◆ SOURCE RECORDS:
╭──
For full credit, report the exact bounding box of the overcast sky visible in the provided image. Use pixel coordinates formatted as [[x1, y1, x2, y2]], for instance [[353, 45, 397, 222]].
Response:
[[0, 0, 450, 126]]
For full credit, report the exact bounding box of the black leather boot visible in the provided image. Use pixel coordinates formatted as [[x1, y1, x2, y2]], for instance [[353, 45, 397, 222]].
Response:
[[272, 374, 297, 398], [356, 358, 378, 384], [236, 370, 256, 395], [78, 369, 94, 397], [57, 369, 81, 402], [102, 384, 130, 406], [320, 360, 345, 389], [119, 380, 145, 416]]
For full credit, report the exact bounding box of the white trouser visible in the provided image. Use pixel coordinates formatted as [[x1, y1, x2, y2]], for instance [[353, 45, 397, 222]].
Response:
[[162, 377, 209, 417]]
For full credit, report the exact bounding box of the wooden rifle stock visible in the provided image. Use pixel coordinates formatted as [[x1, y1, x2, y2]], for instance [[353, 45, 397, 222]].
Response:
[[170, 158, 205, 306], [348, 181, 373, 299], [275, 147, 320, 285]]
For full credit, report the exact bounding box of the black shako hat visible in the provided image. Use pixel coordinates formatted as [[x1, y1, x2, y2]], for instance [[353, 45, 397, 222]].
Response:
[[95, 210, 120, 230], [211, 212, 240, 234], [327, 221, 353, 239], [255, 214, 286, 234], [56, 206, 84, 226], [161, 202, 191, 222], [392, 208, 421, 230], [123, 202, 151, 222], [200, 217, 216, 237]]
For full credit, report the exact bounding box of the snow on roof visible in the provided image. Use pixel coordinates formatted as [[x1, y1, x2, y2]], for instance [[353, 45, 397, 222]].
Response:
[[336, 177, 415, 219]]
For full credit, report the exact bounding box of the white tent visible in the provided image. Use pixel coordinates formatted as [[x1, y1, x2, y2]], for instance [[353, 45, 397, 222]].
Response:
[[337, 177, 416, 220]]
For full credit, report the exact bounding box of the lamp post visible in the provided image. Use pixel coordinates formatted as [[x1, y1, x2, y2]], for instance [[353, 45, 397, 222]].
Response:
╰──
Rewrite all of the data above with every instance of "For full credit" changed to "To earn full credit", keeping everything else the same.

To earn full credit, report the exact bounding box of the overcast sky visible in the provided image. Use pixel coordinates formatted as [[x1, y1, x2, y2]], for instance [[353, 45, 397, 222]].
Response:
[[0, 0, 450, 126]]
To earn full credit, report the exact bounding box of the black leather boot visible in the provided image. Use pixel coordinates formatted as [[x1, y1, x2, y2]], for instance [[353, 45, 397, 222]].
Response:
[[272, 374, 297, 398], [356, 358, 378, 384], [236, 370, 256, 395], [78, 369, 94, 397], [57, 369, 81, 402], [102, 384, 130, 406], [320, 360, 345, 389], [119, 380, 145, 416]]
To earn full credit, report the exact bounding box of the white trouser visible in the provided image. Use pixel coordinates formatted as [[x1, y1, x2, y2]], for instance [[353, 45, 397, 222]].
Response:
[[162, 377, 209, 417]]
To earn full credit, report the exact bounding box of the wooden rifle stock visible in the provided image. Use pixel coordinates formatted as [[x1, y1, x2, y2]], for instance [[353, 45, 397, 222]].
Response:
[[170, 158, 205, 306], [348, 181, 373, 299], [275, 147, 320, 285]]
To earn full credit, report the exact bounding box of the black shako hat visible in the provided image. Use pixel coordinates formatted as [[x1, y1, x2, y2]], for instance [[353, 45, 397, 222]].
Response:
[[95, 210, 120, 230], [211, 212, 240, 234], [327, 221, 353, 239], [255, 214, 286, 234], [56, 206, 84, 226], [161, 202, 191, 222], [392, 208, 421, 230], [123, 202, 151, 222], [200, 217, 216, 237]]
To earn full credit, report the exact bounding box of the snow on roof visible in the provided image. Use pixel coordinates formatted as [[x1, y1, x2, y2]], for instance [[353, 45, 397, 222]].
Response:
[[336, 177, 415, 219]]
To earn full credit, report the exact bounding box of the white tent visible in the provided image. Use pixel coordinates formatted as [[x1, y1, x2, y2]], for instance [[353, 45, 397, 222]].
Response:
[[337, 177, 416, 220]]
To earn full credit, report the exact bounding box of the lamp post visible in the provided image. Use pixel coordinates formatted as [[x1, y1, x2, y2]], for instance [[353, 45, 397, 222]].
Response:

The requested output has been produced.